··· Data supplied ···

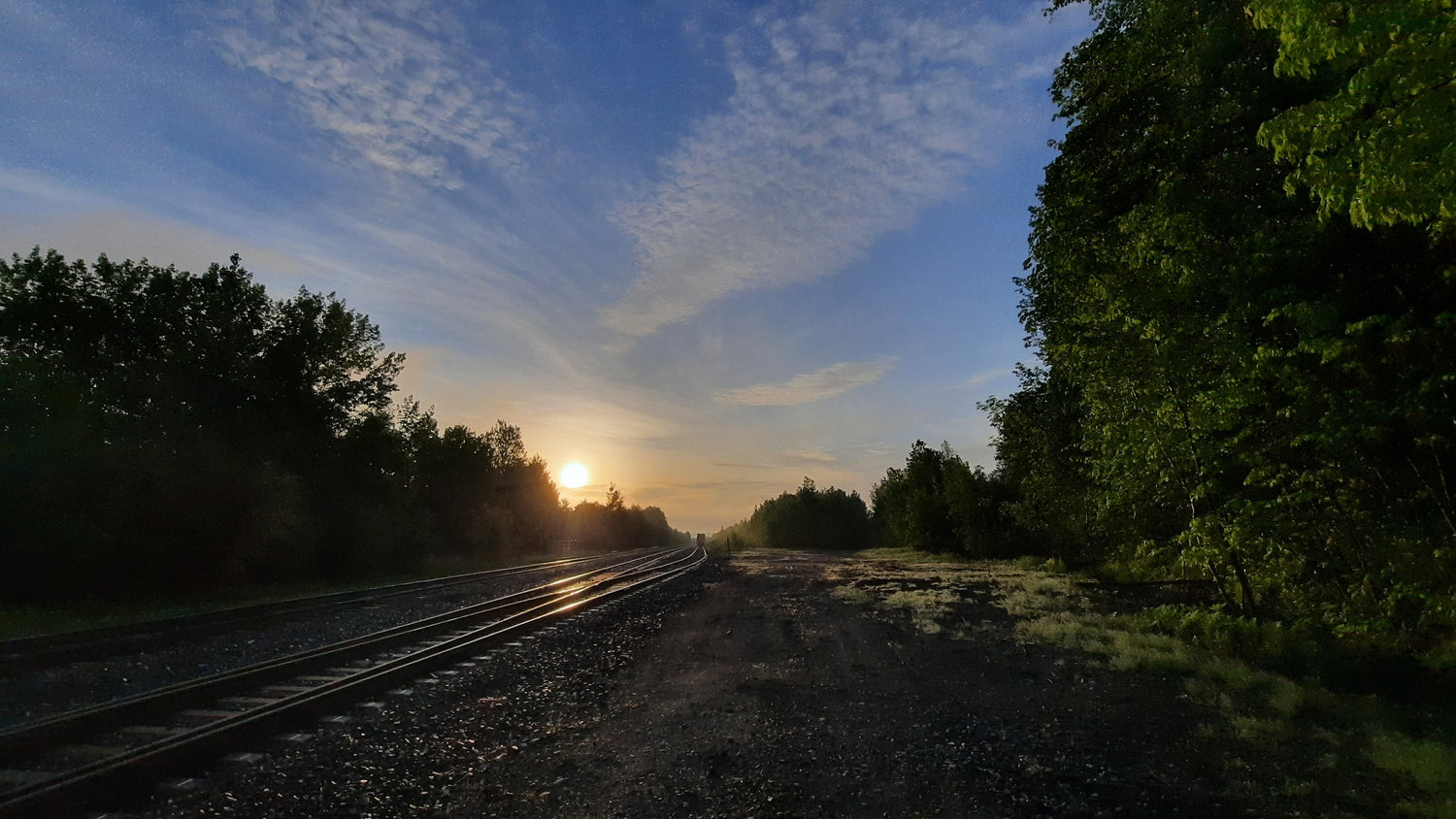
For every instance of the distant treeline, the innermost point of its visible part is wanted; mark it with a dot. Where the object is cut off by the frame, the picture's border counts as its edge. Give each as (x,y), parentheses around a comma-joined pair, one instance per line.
(937,502)
(1242,299)
(165,432)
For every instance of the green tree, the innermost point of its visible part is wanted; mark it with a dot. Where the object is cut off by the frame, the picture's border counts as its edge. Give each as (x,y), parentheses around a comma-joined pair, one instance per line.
(1255,387)
(1380,143)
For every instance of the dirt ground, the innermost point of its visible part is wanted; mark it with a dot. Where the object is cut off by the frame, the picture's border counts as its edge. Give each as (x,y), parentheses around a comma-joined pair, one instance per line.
(772,694)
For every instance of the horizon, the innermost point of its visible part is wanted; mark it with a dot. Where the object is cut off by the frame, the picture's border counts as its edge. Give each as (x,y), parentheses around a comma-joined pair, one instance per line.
(704,250)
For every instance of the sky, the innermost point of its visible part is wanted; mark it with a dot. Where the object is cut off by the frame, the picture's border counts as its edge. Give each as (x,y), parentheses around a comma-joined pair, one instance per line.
(704,247)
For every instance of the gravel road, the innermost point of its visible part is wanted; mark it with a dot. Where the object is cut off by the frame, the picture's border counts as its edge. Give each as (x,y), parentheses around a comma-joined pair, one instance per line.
(745,688)
(73,685)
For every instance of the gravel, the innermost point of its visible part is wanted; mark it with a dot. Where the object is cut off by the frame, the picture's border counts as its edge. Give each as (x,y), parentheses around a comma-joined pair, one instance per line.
(79,684)
(415,749)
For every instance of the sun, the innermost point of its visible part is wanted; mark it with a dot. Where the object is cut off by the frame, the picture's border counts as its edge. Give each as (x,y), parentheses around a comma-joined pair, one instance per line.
(574,475)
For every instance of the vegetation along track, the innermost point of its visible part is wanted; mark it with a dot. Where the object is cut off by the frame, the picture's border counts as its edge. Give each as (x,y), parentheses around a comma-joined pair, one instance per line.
(61,766)
(32,653)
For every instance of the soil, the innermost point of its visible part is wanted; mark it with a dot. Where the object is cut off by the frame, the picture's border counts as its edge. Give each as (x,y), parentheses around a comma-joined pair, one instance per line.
(768,696)
(782,684)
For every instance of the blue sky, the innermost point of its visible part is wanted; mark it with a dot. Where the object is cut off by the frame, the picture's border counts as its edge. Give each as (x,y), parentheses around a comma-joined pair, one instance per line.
(704,247)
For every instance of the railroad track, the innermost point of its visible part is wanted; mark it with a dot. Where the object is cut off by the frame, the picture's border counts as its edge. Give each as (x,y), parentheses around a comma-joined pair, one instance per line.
(116,752)
(26,655)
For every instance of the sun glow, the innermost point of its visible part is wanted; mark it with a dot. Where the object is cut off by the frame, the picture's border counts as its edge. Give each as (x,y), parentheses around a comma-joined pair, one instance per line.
(574,475)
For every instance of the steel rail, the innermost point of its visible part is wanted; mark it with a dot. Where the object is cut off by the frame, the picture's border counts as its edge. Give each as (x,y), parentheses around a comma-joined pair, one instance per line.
(43,650)
(130,772)
(23,740)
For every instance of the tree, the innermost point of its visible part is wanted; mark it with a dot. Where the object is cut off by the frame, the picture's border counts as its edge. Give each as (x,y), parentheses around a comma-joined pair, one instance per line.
(1255,387)
(1379,143)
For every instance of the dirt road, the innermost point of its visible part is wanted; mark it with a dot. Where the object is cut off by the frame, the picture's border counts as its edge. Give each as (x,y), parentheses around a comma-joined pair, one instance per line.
(769,696)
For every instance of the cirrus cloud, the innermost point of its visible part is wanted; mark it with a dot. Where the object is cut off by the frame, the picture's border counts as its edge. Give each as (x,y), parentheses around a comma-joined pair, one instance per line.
(844,122)
(827,383)
(389,79)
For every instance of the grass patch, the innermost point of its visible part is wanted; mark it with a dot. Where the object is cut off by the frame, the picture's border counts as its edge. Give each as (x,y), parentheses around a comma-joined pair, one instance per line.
(1430,766)
(926,606)
(1260,707)
(911,556)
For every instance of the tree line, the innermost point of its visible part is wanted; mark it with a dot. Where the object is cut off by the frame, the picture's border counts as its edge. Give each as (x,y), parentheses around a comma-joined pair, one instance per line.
(1242,299)
(163,431)
(1241,294)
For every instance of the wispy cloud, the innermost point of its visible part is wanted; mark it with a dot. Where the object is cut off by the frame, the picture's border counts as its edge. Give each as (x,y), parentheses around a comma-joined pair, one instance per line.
(844,122)
(392,81)
(815,455)
(981,378)
(830,381)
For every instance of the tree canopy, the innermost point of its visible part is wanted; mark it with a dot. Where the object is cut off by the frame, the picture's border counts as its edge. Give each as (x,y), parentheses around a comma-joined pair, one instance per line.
(166,432)
(1241,302)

···

→ What is expected
Skip every picture and transcribe the data above exactly.

→ The answer
For every instance of the distant treeline, the innermost point of its visible part is wanted; mark it with a dot. Where the object is cut off by the frame, the picture's border counts as its edge. Give each as (x,y), parentheses around a comma-joined pair, one instance per line.
(937,502)
(1242,299)
(165,432)
For every instance of the green tree, the innermost point of its visible part is wanted; mark it with a dot. Where the object is cut off by the frame, the picture's border counts as its edge. Give each as (x,y), parentheses around a comma-joined pair, one instance per line.
(1255,387)
(1380,143)
For every instance of the dirt ground, the innermost point of its visible part is wanted; mark it with a dot. Where the object is cut off by the frame, the picture's border counts as its edge. Give each as (x,y), parentheses around a comma-joined pair, one instance per line.
(772,694)
For every instance of the horizon, the innermost point of its visible part is wanted; mark it with a dot. Where the object is cut off by the frame, the picture's border counts as its edge. Give each as (x,y), parentheses around a comma-joined pair, one instance per line.
(704,250)
For every instance of the sky, the innermost point of its visible part is wanted; mark it with a dot. Where the object is cut off by the frame, the picture's border counts as its edge. Give each as (x,y), parentheses around a comma-joined pair, one instance per line.
(704,247)
For every instance of the gravel road, the innermost point of its visible part is wanted; mark it with a dot. Where the object is cut off by the frame, the picture's border counts as its edge. Give each as (x,y), parentheses around a comma-joined pair, one instance per line.
(745,688)
(73,685)
For every instance of the gravel, the innermost point of its visible part is wanted; mark it with a dot. Where the object is cut off by the frame, the picture's border counts as its edge. Give each as (x,y), parentheses around a comma-joined pair, one instance per line.
(79,684)
(415,749)
For every instance of the sun, the innermost point of its visible part is wanted; mark it with a dot. Where the object is cut off by the frame, the picture's border counts as its edge. Give each as (x,y), parentheses around a comma-joined pair, one instance per line.
(574,475)
For every instance of the vegetation along track, the innermost point of its visible part is wanted; mark it with a dot. Where the object is cut off by the frame, the picture's border counts as its edge. Give each as (x,y), parentheses around a comma-joined pair, one instance per line.
(61,766)
(32,653)
For every instance of the soil, the innermost point of its visible part is wanted; mark it with a dot. Where the object is cut off by the frame, the picture's border counts as its edge. Give each as (x,y), parentheses around a comma-joined pair, one instance per line.
(768,696)
(782,684)
For every instance of the blue sky, the innermost point of its visible part is wanted; mark it with a dot. Where the object is cut off by the frame, the picture's border counts as its edge. Give each as (x,y), parentheses around a comma-joined pair, one instance per line.
(704,247)
For every instance of the railroad track, the innermost point of its visible part is wanted; mark it with a dot. Where the object is cut off by the frame, the picture's border counts as its edge. Give each as (x,y), parentheses around a comma-joined pair, one instance per line.
(116,752)
(26,655)
For every instance of the sun glow, the innermost point of its visible part is wanted; mark it with a dot. Where the object is cut off by the frame, the picture's border counts as its edge. Give each as (x,y), parentheses around a comma-joined pair, one instance per line.
(574,475)
For every instance of the steel rail, the innermost point of its visible part is wanted; mark it with a dot. Where the object is cut off by the frame, the picture's border counts as its edge. Give each as (x,y), parentheses around a comma-joined pair, one instance per line.
(43,650)
(130,772)
(23,740)
For every instance of the tree, the innermost point of its visible part is wanted; mark it with a dot. Where the object is cut off by the frame, the picture's border counts as its edge. Give each as (x,y), parentheses around a comma-joined pair, one instance per line.
(1255,387)
(1379,143)
For every instance of the dirt road, the innermost point of its visible part is wanted; mark it with a dot. Where the object is cut off by the frame, the picture's border counts as its edge. Give each as (x,y), parentheses around a comma-joined pair, one instance per line.
(769,696)
For every instance of the cirrus cloud, the innermost point of its visible part is wanted; mark it with a dot. Where the object is cut off by the frame, the picture's border counts as its edge. Give each as (x,y), parentheses around a comma-joined pair, one instance per line.
(844,122)
(827,383)
(389,79)
For every instance of the grass patch, the innermost point of its visible part is wanted; mark it with a dot. Where the object is cut off by the frame, the picture's border counts as its edge. Give each as (x,y), parentheses around a comma-joined pair, one instance per line.
(1430,766)
(926,606)
(1260,707)
(911,556)
For every instance of the tree line, the innermost point of its visible part is wanted; mark it with a dot. Where the object is cut off by the frame, the picture's border counts as its edge. Give each as (x,y), parentheses around a comma-joined pair, one instance per line.
(1242,299)
(163,431)
(1241,294)
For every instance of the wispy cloud, the innermost point of its visible part is wanted; mark it with a dot. Where the object is cut off by the frame, the picture's border counts as its edge. Give each as (x,y), parentheses around a comma-joined pair, one instance per line.
(844,122)
(392,81)
(815,455)
(981,378)
(830,381)
For every instance of the tree canopy, the innermost point of its visible part is wanted; mark it with a dot. Where the object is cut off by the frame, the picture's border counts as its edge. Give each as (x,y), parentheses around a comma-joined pair, one instance per line.
(166,432)
(1241,302)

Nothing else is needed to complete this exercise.